Task:
In the records below, find the line containing "palm tree silhouette."; copy exactly that line and all lines after it to the end, and nothing else.

______________________________

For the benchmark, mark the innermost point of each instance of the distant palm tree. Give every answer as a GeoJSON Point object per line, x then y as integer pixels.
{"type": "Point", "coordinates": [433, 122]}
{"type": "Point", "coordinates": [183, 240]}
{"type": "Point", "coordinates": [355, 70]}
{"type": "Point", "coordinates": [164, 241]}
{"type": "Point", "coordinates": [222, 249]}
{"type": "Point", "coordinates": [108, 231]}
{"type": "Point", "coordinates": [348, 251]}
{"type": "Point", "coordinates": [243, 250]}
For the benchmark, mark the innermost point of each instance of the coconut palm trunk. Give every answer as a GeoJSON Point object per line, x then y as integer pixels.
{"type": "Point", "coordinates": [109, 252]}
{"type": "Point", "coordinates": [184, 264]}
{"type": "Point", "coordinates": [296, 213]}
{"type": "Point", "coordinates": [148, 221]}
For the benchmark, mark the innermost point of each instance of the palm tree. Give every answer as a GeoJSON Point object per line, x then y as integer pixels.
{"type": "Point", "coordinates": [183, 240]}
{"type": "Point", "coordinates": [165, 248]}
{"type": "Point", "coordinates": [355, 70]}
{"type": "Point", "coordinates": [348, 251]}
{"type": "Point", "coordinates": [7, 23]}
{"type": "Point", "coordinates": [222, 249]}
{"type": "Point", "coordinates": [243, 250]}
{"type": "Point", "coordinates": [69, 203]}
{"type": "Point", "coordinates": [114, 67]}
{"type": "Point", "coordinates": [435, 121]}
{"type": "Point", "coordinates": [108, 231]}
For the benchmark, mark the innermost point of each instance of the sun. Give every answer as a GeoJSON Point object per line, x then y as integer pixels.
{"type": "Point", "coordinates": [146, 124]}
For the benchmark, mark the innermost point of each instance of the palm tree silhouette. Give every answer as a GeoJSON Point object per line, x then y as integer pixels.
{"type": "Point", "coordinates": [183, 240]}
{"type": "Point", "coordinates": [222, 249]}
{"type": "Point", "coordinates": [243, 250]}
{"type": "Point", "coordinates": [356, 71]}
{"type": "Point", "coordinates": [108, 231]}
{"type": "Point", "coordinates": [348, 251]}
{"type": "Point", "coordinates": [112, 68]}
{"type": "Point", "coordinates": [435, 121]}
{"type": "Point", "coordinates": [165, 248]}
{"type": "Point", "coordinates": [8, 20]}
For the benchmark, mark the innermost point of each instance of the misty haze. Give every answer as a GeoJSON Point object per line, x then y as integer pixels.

______________________________

Exercise solution:
For the benchmark, mark the innermost point of each instance of the palm tree silhouette. Give every answer as a GeoJSON Point object per line, x then y as integer pixels.
{"type": "Point", "coordinates": [183, 240]}
{"type": "Point", "coordinates": [222, 249]}
{"type": "Point", "coordinates": [243, 250]}
{"type": "Point", "coordinates": [356, 71]}
{"type": "Point", "coordinates": [108, 231]}
{"type": "Point", "coordinates": [348, 251]}
{"type": "Point", "coordinates": [112, 68]}
{"type": "Point", "coordinates": [435, 121]}
{"type": "Point", "coordinates": [165, 248]}
{"type": "Point", "coordinates": [8, 20]}
For the benchmark, mark the innermost point of each instance of the misty haze. Give every answer as a GeoJSON Point object per line, x then y as integer pixels.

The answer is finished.